--- WHAT YOU WILL DO ---
Reproduce every line of the items below word for word, changing nothing.

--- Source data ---
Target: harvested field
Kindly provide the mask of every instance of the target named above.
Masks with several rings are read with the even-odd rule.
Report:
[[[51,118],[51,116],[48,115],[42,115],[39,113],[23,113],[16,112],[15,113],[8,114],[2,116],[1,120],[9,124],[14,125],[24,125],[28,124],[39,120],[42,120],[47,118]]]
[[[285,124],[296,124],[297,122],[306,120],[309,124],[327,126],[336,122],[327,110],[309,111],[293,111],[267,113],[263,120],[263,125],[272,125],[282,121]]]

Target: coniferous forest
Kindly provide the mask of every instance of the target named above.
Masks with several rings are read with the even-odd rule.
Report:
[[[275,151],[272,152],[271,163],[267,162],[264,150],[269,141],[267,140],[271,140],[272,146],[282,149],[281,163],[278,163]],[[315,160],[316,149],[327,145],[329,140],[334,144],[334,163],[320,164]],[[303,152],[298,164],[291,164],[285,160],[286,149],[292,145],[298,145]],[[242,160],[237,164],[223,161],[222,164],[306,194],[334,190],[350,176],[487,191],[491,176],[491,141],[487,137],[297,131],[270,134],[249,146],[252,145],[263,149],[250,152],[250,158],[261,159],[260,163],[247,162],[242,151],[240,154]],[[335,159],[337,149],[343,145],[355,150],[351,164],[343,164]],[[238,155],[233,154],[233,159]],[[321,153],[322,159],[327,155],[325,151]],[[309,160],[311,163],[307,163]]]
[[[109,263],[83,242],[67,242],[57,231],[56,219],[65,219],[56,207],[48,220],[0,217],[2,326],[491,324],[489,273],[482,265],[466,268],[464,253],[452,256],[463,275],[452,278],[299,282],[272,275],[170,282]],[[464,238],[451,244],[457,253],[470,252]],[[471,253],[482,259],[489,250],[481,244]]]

--- SOLUTION FOR THIS EXERCISE ---
Target: harvested field
Kindly provide the mask of every instance of the target named above.
Masks with several rings are read with the even-odd rule.
Report:
[[[51,118],[51,116],[48,115],[42,115],[39,113],[23,113],[16,112],[15,113],[8,114],[2,116],[1,120],[9,124],[14,125],[24,125],[28,124],[39,120],[42,120],[47,118]]]
[[[285,124],[296,124],[297,122],[306,120],[309,124],[327,126],[336,122],[327,110],[309,111],[293,111],[267,113],[263,120],[263,125],[272,125],[282,121]]]

Target: coniferous forest
Kindly provide the mask of every instance of the target named above.
Masks with several rings are read with the even-odd rule.
Report:
[[[275,151],[272,152],[271,163],[267,162],[264,150],[269,141],[267,140],[271,140],[272,146],[282,149],[281,163],[278,163]],[[315,160],[316,149],[327,145],[329,140],[334,144],[334,163],[320,164]],[[303,152],[298,164],[291,164],[285,160],[286,149],[292,145],[298,145]],[[242,160],[237,164],[223,161],[222,164],[306,194],[334,190],[350,176],[487,191],[491,176],[491,141],[487,137],[297,131],[270,134],[249,146],[252,145],[263,149],[250,152],[250,158],[261,159],[260,163],[247,162],[242,151],[240,154]],[[335,159],[337,149],[343,145],[355,150],[351,164],[343,164]],[[238,155],[233,154],[233,159]],[[321,153],[322,159],[327,155],[325,151]],[[309,160],[311,163],[307,163]]]
[[[109,263],[83,242],[67,242],[57,231],[56,219],[65,219],[56,207],[48,220],[0,217],[2,326],[491,324],[489,273],[482,265],[466,268],[464,253],[452,256],[463,275],[452,278],[299,282],[272,275],[170,282]],[[464,238],[451,244],[457,253],[470,252]],[[471,253],[482,259],[489,250],[481,244]]]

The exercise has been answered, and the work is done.